Aufgabenstellung —
Gib den Abschnitt von der Zeile mit „Tag every instance of the overcast“ bis zum Ende der Zeilen, beide Enden eingeschlossen, erneut wieder und tausche darin „glacier“ gegen „ice field“ aus. Alles Übrige bleibt unverändert, und andere Zeilen werden nicht ausgegeben.

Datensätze
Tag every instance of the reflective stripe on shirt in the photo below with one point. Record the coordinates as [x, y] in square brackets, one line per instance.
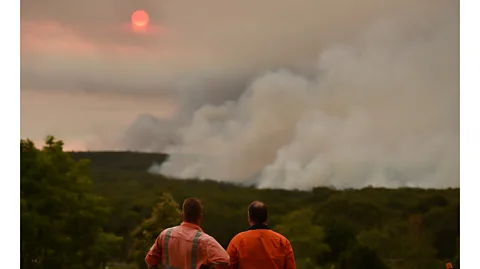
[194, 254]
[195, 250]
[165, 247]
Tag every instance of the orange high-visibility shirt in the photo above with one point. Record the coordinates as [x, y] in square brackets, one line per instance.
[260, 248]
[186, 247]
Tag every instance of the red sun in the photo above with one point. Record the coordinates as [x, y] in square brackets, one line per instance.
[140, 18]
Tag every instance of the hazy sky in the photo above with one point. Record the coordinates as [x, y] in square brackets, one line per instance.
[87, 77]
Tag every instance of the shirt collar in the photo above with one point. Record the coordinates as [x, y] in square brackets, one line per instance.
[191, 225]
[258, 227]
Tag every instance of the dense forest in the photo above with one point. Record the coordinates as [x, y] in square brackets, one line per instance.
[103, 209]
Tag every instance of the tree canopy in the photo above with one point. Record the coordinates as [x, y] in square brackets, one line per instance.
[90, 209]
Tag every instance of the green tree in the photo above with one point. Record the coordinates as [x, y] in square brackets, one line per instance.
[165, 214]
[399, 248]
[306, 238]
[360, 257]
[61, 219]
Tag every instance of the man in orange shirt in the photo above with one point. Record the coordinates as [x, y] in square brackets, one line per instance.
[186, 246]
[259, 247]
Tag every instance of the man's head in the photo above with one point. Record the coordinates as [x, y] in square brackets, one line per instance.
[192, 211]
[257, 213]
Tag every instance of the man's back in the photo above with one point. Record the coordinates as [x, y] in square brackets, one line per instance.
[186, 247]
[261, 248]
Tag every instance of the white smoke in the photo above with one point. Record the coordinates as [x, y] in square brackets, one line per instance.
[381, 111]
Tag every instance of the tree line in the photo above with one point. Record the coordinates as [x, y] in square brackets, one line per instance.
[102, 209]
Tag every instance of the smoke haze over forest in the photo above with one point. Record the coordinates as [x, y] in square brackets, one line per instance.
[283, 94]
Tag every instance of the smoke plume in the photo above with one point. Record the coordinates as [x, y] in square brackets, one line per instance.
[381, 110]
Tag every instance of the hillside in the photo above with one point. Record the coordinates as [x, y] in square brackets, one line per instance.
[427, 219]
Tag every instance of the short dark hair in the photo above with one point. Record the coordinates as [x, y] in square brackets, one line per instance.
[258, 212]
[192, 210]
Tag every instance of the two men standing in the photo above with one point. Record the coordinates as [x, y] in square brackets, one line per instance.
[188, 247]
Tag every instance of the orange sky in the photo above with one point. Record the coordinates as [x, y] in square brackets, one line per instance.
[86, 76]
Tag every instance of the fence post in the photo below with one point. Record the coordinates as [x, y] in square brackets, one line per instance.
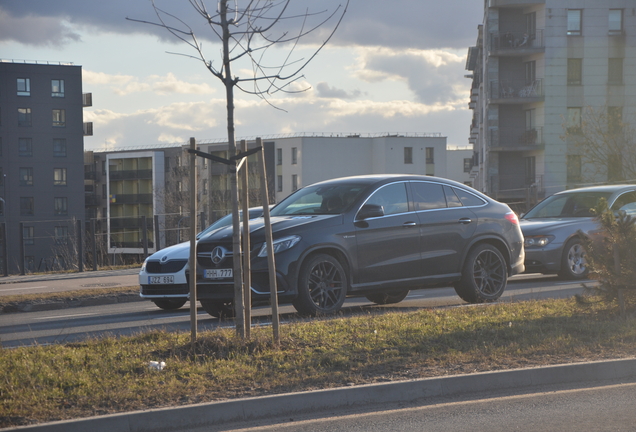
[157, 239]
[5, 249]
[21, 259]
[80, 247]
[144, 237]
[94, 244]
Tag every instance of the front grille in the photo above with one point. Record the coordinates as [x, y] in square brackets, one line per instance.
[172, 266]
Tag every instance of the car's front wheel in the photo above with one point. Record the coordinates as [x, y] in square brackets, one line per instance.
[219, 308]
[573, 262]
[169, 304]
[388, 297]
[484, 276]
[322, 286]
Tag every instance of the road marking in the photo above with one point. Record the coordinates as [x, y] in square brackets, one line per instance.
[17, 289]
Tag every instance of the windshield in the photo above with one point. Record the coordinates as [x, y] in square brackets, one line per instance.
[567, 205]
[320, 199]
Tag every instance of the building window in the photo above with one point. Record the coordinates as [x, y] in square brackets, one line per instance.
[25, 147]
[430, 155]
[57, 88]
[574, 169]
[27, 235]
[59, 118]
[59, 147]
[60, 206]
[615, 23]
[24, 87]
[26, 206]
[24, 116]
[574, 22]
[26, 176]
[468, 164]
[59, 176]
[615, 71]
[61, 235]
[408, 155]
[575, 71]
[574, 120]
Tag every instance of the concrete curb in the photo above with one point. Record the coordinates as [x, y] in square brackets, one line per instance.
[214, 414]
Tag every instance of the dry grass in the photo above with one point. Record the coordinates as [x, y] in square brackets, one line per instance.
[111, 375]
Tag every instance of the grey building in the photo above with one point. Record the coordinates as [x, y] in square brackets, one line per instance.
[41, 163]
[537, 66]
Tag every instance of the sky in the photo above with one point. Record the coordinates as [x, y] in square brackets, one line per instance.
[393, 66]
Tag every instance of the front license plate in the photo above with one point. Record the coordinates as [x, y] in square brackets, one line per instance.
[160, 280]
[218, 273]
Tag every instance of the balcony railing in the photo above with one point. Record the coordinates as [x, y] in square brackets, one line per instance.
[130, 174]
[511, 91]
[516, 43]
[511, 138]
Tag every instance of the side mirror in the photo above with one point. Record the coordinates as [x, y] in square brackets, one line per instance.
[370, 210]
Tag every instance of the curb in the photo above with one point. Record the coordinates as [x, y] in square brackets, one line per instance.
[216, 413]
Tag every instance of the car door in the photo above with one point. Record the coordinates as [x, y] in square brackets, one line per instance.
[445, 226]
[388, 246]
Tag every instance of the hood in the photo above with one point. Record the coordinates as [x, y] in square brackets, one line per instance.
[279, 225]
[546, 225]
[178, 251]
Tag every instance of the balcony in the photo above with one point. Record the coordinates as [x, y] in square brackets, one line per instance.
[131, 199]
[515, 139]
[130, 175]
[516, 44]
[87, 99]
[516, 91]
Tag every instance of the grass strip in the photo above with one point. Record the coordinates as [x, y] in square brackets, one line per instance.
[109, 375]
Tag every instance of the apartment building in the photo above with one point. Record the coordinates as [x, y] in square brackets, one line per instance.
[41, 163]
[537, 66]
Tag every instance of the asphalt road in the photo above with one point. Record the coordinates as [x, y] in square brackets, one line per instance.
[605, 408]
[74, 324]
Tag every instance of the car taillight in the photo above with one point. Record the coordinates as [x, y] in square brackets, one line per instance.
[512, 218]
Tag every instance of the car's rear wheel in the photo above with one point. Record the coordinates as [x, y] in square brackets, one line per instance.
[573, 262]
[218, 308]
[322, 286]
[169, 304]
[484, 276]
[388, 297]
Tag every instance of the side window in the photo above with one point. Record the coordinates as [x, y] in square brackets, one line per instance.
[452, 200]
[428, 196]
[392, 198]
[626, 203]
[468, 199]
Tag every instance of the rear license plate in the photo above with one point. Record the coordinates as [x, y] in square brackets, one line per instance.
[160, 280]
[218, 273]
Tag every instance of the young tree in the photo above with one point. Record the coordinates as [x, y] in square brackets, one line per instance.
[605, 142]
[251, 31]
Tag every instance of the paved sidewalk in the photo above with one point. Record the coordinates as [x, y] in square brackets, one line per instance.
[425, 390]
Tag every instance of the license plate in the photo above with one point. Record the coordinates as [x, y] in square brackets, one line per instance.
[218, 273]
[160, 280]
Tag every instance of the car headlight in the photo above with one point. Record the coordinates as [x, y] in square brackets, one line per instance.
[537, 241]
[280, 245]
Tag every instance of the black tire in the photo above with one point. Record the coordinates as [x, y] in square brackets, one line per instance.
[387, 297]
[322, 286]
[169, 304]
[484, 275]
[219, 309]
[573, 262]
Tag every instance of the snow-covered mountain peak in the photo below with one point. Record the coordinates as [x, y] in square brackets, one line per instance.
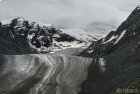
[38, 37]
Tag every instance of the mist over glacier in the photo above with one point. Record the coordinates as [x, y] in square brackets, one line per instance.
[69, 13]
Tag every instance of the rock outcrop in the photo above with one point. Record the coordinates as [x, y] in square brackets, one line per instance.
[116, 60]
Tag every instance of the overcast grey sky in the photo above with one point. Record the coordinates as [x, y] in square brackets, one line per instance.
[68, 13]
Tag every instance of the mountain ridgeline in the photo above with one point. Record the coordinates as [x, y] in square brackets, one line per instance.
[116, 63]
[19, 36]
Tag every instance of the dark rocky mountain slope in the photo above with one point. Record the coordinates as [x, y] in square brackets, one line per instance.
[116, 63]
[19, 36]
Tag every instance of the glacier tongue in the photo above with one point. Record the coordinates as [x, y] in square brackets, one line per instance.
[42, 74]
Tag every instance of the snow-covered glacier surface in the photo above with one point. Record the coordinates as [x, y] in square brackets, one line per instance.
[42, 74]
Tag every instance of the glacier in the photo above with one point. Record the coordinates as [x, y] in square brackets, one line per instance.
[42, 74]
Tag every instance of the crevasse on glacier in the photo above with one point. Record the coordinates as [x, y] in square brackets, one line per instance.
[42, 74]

Ergebnis —
Tag every instance of the overcast grey sky in the photo above with one point. Record the coordinates as [x, y] in square brackets, one line per instance.
[68, 13]
Tag every instance of the mountain ridgeline in the photo above with one point. Record the coordinates as [x, y] in square brackets, one line per instance.
[116, 63]
[19, 36]
Tag every instance of the dark rocky mountain slope in the photo above with one point. Record the coordinates as [x, y] in square brackets, one line per instance.
[116, 63]
[19, 36]
Tag every instance of the ice field tongue in the photo above with one point. Record the coordinates as [x, y] in square brackets, one line per instance.
[42, 74]
Tag every instance of the snow-covered ice field surface in the photo above with one point. Record the coordinates as [x, y] in square brackets, one line per instance.
[42, 74]
Tag every instance of the ice field in the photo above with one point. Record the coordinates as [x, y] in square brackets, one line per instance.
[42, 74]
Tag every instance of the crevasse on ice field in the photo above with one point. Record the coordinates as [x, y] in square brackets, one line per instance.
[42, 74]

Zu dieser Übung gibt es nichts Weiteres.